> [Activity]
From the entries that follow, copy exactly the lines beginning at the line holding "One keypoint belongs on each instance. Annotate the blurred" and continuing through the line holding "One keypoint belongs on each instance. Annotate the man's face".

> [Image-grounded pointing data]
──────────

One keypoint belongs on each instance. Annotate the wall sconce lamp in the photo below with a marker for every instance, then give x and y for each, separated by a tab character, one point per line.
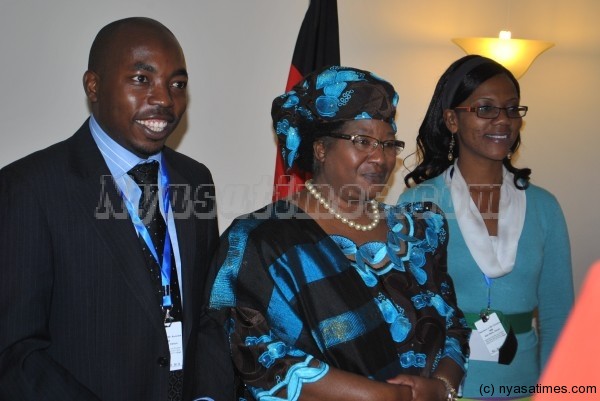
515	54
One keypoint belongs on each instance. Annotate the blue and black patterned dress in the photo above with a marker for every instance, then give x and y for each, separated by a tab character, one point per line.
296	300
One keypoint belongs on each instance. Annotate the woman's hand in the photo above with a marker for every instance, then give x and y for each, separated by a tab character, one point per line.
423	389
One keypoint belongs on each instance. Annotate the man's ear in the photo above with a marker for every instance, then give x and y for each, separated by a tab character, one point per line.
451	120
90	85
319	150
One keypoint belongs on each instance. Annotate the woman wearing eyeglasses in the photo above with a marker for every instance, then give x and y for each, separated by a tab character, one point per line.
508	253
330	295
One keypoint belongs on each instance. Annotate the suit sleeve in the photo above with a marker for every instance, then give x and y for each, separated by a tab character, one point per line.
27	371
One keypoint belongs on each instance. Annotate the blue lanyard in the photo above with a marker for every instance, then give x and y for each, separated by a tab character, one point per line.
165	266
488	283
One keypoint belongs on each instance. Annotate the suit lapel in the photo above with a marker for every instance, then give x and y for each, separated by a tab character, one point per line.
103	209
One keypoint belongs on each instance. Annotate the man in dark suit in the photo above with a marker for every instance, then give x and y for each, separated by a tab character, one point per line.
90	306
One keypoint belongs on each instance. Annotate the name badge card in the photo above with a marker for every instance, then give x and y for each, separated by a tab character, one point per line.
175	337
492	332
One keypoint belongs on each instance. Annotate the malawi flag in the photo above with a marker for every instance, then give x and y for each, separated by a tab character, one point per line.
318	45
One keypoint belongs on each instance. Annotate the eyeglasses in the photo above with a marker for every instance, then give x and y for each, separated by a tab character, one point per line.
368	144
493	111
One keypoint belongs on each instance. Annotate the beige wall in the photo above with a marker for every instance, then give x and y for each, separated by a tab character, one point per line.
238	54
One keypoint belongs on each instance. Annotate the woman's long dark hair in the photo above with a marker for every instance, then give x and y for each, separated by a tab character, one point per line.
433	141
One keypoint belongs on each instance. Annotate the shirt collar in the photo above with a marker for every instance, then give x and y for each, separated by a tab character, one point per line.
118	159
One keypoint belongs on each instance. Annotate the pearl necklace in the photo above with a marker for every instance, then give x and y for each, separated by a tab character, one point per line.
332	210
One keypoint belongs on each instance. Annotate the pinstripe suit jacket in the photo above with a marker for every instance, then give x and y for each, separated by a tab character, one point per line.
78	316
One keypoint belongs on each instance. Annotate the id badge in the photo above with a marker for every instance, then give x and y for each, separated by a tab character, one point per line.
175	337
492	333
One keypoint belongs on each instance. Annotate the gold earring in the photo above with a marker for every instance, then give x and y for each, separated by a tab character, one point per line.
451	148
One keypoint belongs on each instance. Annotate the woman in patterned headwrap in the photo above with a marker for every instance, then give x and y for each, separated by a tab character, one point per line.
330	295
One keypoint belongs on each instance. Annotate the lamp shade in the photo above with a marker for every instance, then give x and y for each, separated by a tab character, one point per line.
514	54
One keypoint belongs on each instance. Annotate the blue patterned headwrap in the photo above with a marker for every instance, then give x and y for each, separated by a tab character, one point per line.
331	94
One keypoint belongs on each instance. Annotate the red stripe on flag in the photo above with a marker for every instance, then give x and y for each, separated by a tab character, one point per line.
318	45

──────────

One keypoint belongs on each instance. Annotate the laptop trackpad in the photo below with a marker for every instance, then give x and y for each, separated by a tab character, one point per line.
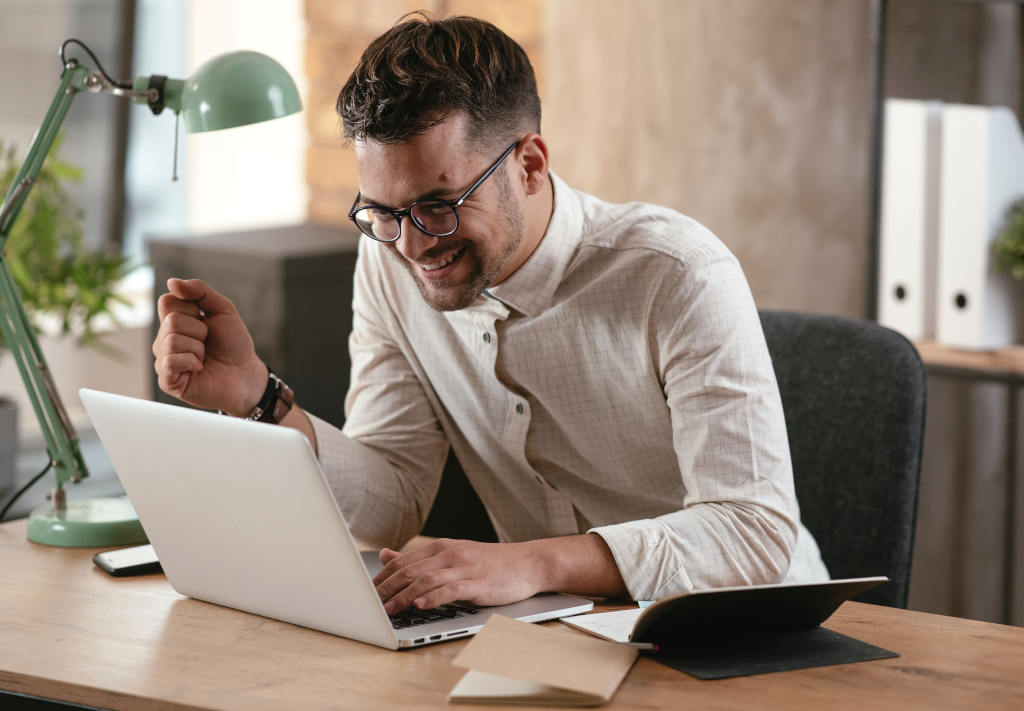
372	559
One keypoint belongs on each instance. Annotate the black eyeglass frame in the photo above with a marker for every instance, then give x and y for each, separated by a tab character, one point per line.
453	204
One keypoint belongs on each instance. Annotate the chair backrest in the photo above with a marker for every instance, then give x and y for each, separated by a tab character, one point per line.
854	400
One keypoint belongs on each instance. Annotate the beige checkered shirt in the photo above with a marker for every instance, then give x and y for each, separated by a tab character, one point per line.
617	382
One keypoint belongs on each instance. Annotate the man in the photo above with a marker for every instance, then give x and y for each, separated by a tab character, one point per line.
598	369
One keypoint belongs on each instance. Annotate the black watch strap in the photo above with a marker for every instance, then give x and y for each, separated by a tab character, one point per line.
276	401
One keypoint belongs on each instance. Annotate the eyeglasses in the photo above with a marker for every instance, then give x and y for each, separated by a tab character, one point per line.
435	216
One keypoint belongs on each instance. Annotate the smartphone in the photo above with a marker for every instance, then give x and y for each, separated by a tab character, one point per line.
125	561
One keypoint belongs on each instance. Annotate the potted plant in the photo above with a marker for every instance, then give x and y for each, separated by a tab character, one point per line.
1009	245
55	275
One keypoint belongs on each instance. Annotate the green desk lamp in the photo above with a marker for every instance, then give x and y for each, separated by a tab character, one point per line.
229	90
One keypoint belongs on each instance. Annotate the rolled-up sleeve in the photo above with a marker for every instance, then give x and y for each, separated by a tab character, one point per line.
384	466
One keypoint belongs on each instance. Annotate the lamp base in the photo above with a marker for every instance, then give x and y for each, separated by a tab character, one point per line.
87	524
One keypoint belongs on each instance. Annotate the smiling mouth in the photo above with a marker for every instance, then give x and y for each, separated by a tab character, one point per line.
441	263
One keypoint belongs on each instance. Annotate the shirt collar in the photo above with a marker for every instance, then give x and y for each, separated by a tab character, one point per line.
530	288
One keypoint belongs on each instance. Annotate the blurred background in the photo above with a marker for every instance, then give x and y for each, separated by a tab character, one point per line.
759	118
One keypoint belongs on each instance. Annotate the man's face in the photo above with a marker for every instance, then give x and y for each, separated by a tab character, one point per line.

──────────

> [Reply to the task]
One keypoint belongs on each instance. Annotate the blurred background in the photo above with a marker for every instance, then give x and y for each, separated by a tab character, one point per line.
759	118
One keypoint belongs on each instance. Annotate the man's face in the photo above with a marker for every instance, then give x and y for each, separated by a tab character, one point per line.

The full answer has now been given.